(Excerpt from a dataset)
* * *
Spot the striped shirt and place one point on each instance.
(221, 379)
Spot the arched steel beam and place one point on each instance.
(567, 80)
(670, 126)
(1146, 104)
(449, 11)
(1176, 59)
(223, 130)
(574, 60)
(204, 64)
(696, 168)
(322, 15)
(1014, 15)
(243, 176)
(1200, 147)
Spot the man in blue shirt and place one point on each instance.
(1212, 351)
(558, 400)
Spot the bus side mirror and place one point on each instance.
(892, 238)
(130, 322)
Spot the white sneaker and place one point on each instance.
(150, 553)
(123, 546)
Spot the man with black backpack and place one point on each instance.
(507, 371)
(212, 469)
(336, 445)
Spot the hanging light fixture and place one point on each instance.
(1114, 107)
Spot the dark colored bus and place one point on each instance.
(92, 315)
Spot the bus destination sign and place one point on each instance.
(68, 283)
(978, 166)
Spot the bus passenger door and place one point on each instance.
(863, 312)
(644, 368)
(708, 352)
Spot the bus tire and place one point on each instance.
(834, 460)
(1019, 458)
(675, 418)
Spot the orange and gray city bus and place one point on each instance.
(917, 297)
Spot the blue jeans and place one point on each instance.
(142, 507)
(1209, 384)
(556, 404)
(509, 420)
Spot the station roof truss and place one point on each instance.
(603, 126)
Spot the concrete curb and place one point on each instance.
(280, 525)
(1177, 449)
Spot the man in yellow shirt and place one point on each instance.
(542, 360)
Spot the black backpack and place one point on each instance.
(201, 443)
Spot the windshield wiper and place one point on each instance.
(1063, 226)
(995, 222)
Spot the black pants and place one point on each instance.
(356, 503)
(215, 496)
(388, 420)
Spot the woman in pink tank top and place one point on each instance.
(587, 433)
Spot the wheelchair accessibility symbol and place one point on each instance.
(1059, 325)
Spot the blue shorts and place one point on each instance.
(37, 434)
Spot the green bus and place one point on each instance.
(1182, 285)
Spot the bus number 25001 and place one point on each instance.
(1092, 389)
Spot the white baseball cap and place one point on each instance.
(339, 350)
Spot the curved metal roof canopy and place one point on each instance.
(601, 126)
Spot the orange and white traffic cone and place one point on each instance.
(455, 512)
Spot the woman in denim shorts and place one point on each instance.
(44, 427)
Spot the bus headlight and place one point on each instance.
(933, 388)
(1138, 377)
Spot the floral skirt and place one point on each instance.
* * *
- **Task description**
All lines from the line containing "Spot the bus side" through the end of the listing above are to be duplicated exactly; include both ends and nothing further.

- **Exercise response**
Spot the bus side mirror and place one point on each instance.
(892, 238)
(130, 322)
Spot the white sneaker and place one point on each instance.
(150, 553)
(123, 546)
Spot the man with black backpack and place one point on each instance.
(507, 371)
(212, 469)
(336, 445)
Spot the hanging light fixture and place one point on each instance.
(1114, 107)
Spot the dark colored bus and place one point on each instance.
(92, 315)
Spot the bus destination sign and place one point on each instance.
(68, 283)
(978, 166)
Spot the bus passenger door and place one point on each instance.
(863, 312)
(644, 368)
(708, 352)
Spot the bus tire and place one point on each instance.
(834, 460)
(1019, 458)
(675, 418)
Spot the orange and gray city bus and place one point on each instance.
(917, 297)
Spot the blue jeans and place one point on each instance.
(142, 507)
(1209, 384)
(556, 404)
(509, 420)
Spot the station roof truss and place one point on each instance.
(603, 126)
Spot the concrete curb and place one point on each instance.
(280, 525)
(1177, 449)
Spot the man in yellow shirt and place one point on each instance.
(542, 360)
Spot the black backpack and place one point on each instance.
(201, 443)
Spot the windshield wiper and place one point on each instance.
(1063, 226)
(995, 222)
Spot the black pants and place one point on each instance.
(356, 503)
(215, 496)
(388, 420)
Spot the woman in pink tank top and place one point on each instance.
(587, 433)
Spot the wheelchair accessibility symbol and place one point on each instance.
(1059, 325)
Spot the blue shorts and place one point on each instance.
(37, 434)
Spot the green bus and place one point on each instance.
(1182, 285)
Spot the bus number 25001 and place one point on each instance.
(1092, 389)
Spot the white baseball cap and place one point on each instance.
(339, 350)
Spot the curved metal roof canopy and place one point on each instance.
(601, 126)
Spot the orange and white traffic cone and place one point on each instance.
(455, 512)
Spot the woman in denim shorts and place one point on each instance.
(44, 427)
Spot the bus headlight and place one point on each instance.
(933, 388)
(1138, 377)
Spot the floral skirt and place one point on each instance.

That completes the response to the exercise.